Retype, word for word, every line starting at the line with "Find the toyota emblem" and ending with the final line of the entries; skip the pictures.

-------------------------

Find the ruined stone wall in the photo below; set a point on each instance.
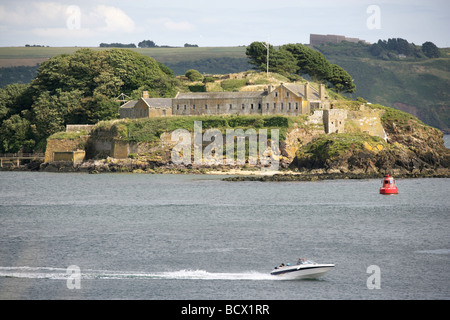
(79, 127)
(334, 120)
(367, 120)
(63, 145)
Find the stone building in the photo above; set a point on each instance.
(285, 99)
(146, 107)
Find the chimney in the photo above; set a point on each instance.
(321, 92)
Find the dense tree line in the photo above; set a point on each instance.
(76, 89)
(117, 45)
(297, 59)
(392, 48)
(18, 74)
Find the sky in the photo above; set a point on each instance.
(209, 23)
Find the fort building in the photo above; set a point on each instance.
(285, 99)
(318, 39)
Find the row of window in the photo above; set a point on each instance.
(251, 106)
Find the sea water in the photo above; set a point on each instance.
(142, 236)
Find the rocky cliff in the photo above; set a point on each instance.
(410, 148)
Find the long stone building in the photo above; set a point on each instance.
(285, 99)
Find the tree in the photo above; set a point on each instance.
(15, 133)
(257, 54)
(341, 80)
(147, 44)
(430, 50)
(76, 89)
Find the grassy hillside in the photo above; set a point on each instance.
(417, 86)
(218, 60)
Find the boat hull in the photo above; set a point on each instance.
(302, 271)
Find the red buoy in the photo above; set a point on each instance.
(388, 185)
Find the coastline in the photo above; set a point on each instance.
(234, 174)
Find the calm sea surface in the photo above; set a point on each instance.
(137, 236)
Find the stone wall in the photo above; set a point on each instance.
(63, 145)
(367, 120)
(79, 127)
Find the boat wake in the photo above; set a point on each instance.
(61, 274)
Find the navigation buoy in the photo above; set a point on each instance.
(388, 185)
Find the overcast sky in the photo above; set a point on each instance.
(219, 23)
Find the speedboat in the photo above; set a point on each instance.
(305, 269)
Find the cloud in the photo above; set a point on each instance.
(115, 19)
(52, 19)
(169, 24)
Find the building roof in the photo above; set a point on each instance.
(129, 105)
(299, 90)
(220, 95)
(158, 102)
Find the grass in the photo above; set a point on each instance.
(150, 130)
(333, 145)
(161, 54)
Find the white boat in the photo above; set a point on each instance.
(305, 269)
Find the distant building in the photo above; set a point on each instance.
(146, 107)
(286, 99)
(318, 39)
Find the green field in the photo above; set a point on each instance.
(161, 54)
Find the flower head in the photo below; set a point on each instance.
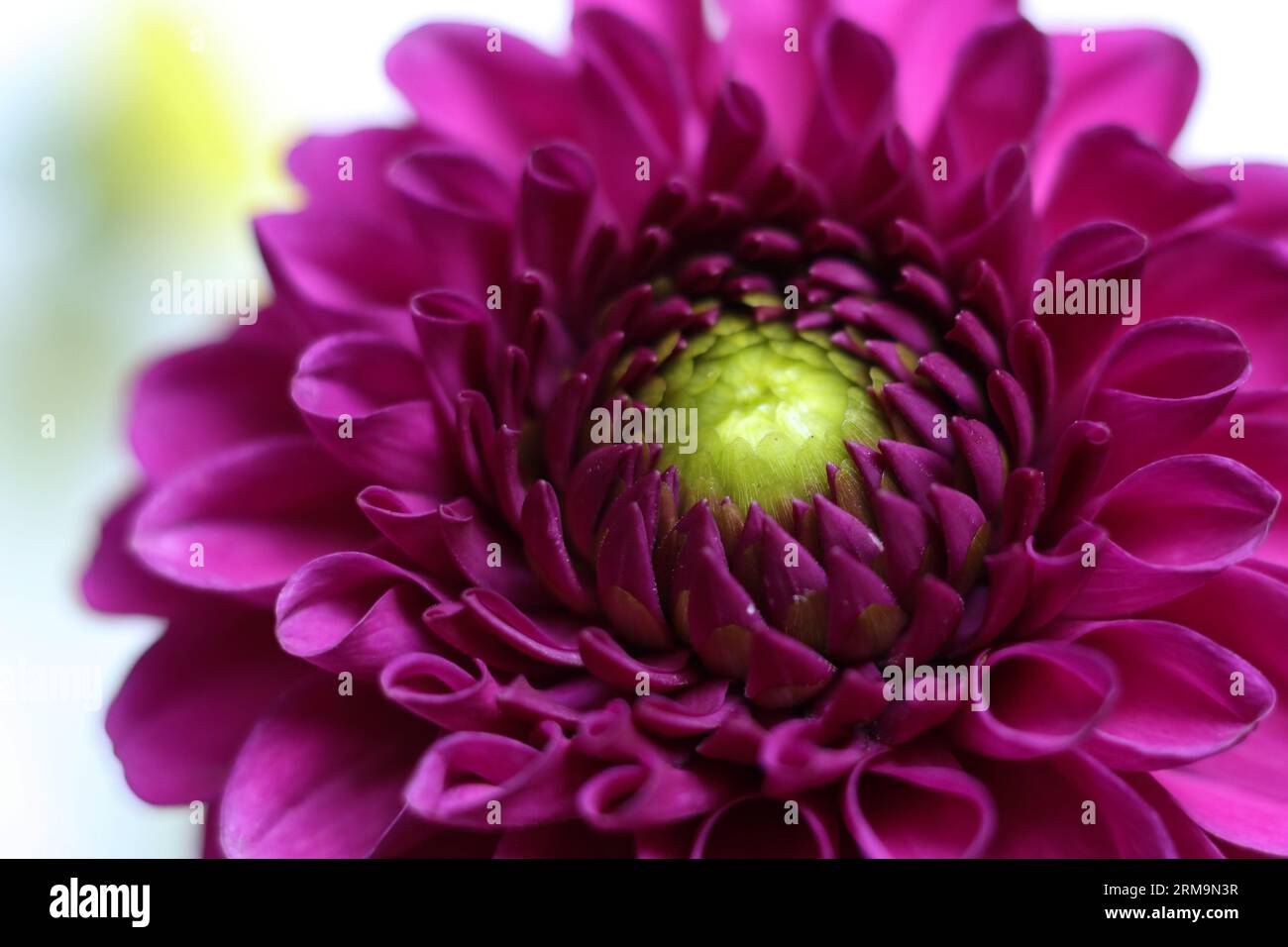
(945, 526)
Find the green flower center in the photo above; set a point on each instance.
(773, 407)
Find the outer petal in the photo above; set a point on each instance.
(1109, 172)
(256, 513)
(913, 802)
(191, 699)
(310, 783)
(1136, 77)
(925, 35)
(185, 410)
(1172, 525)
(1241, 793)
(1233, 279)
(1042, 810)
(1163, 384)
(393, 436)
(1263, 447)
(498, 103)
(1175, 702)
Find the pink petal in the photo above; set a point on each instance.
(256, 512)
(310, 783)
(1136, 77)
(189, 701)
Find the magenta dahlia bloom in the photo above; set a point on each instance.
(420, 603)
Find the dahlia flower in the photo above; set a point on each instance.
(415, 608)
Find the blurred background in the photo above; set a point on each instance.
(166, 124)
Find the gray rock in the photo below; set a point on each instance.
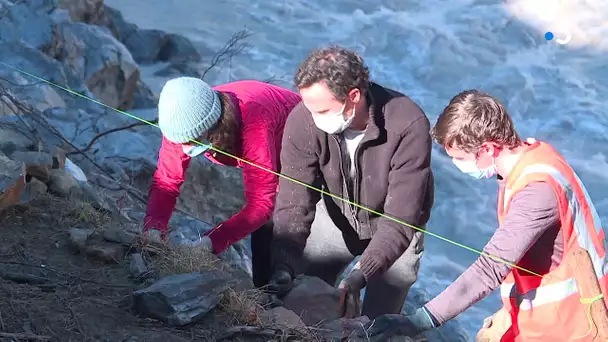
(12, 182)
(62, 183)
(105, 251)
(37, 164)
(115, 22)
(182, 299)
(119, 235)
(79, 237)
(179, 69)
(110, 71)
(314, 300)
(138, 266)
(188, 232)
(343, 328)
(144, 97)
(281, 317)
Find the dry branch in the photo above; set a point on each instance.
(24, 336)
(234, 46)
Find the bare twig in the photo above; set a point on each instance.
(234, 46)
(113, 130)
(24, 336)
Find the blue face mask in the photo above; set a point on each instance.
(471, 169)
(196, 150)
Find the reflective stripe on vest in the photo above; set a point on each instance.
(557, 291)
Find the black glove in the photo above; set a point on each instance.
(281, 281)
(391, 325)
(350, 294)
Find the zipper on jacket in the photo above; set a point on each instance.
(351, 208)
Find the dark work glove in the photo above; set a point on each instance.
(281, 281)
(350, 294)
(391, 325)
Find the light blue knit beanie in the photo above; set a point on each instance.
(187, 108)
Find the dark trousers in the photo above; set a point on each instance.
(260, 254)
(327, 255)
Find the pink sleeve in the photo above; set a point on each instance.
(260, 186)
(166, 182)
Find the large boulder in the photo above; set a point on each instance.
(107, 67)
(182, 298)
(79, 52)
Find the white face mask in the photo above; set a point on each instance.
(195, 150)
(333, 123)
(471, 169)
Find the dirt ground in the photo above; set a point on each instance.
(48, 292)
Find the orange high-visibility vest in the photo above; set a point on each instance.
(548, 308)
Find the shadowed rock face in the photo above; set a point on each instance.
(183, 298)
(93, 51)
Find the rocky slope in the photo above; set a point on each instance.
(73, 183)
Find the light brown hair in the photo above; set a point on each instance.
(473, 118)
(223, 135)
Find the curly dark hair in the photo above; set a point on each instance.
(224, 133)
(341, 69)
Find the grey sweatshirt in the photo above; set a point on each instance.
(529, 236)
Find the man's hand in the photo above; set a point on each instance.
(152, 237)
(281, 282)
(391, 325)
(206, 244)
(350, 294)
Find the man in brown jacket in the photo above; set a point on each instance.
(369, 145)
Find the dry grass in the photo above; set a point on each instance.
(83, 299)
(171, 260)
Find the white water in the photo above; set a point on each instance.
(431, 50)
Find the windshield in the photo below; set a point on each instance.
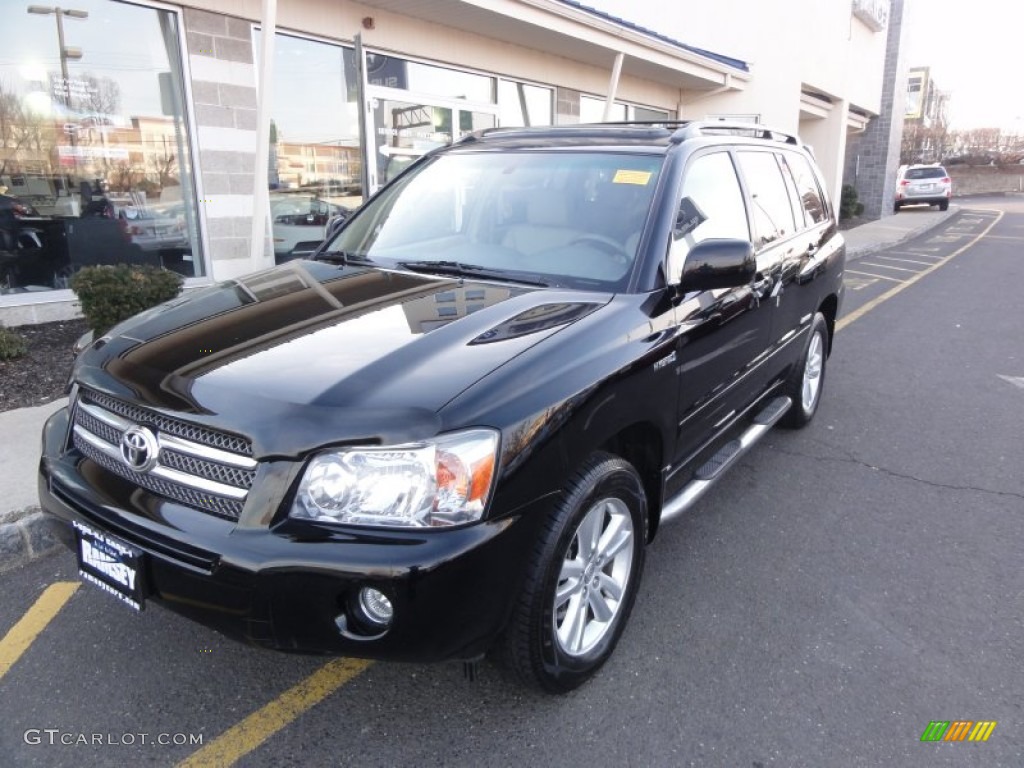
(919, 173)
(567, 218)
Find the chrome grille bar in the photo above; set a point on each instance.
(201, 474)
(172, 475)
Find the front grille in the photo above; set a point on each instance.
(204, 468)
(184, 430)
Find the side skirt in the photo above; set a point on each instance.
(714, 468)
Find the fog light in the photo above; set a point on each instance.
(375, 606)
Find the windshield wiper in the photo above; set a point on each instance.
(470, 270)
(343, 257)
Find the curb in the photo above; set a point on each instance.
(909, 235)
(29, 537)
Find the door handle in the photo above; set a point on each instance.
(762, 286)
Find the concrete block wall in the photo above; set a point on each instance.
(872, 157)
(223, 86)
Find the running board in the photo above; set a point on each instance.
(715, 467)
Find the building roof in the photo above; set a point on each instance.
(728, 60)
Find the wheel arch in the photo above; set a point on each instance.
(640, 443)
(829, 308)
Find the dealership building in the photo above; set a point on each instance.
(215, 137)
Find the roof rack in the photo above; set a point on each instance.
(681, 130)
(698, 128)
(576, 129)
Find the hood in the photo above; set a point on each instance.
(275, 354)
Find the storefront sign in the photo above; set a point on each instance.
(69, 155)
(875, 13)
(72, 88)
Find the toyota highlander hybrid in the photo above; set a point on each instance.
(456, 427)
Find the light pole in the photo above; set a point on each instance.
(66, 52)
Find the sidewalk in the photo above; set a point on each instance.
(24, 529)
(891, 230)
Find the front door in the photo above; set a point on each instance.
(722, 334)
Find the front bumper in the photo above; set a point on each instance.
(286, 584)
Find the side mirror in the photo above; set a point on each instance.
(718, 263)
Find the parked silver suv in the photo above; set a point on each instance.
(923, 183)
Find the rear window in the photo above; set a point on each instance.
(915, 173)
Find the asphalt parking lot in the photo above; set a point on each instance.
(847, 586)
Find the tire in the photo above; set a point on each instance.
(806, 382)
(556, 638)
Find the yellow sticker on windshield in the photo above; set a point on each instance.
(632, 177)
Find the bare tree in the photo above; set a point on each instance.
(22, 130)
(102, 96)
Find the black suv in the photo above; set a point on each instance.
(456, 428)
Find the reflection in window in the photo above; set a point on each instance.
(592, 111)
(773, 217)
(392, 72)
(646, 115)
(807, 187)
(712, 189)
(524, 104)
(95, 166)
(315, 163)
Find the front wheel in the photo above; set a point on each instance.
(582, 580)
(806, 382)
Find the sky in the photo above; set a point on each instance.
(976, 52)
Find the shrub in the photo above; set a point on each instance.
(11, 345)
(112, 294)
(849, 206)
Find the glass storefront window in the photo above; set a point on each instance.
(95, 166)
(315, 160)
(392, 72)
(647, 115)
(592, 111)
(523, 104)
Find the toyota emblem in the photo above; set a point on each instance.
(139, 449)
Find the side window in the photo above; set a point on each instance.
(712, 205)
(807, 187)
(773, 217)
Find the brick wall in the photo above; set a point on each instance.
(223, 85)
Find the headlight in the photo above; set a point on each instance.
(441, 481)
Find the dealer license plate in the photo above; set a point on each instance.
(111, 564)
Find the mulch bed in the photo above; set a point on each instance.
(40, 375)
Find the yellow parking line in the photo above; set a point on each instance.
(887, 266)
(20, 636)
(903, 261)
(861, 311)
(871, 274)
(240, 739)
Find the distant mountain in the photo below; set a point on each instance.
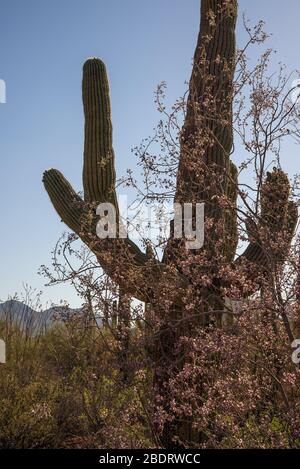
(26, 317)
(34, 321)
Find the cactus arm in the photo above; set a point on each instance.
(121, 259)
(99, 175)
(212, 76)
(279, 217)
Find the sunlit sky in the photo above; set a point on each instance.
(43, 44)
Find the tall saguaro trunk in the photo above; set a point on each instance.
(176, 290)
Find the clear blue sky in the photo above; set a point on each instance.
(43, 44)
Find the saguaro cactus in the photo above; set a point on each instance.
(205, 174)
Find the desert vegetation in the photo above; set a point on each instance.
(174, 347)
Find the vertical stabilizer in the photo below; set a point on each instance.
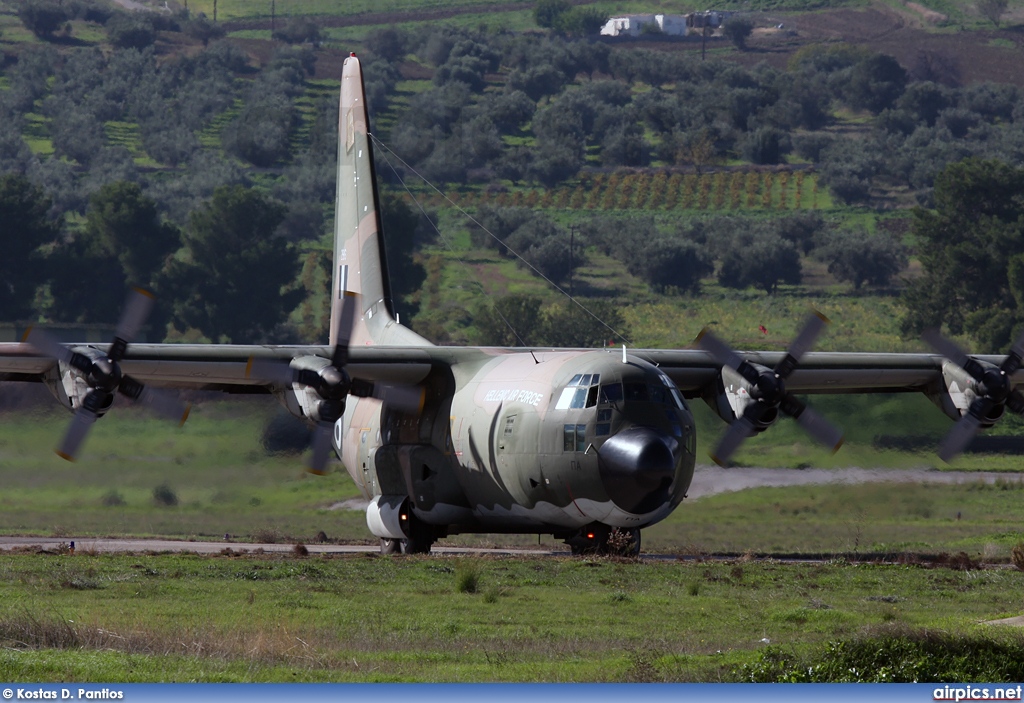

-------------------------

#### Answer to this task:
Find the toyota emblem in the photo above; set a point on each instance.
(139, 449)
Find the side window in the photo above; set a point on each instance.
(712, 205)
(807, 187)
(773, 217)
Find the brick wall in the photo above; set a point on each instance.
(223, 85)
Find the headlight in the photo above; set a point on each instance.
(441, 481)
Find the dealer license plate in the photo above; set a point on each instance.
(111, 564)
Find the mulch bed in the photo above; set a point on each instance.
(40, 375)
Find the yellow parking line in the photo above; set a point on each instance.
(887, 266)
(20, 636)
(903, 261)
(861, 311)
(871, 274)
(240, 739)
Find the distant mountain in the photo below; set a point on each instance.
(26, 317)
(34, 321)
Find the cactus arm in the photo above; set a point on each instance.
(121, 259)
(99, 175)
(212, 76)
(279, 217)
Find the sunlit sky in the photo above; set a point on each instance.
(43, 44)
Find the tall saguaro trunk in the photo above; set a point on each instance.
(176, 290)
Find the clear blue sky in the photo above; set a point on each instance.
(43, 44)
Find the saguaro cactus in the photo above; set a point on each instance.
(205, 174)
Find the desert vegetation in the photo above; set a point on each instance.
(174, 347)
Find the vertical stabilizer in the photo below; set a point on each instance.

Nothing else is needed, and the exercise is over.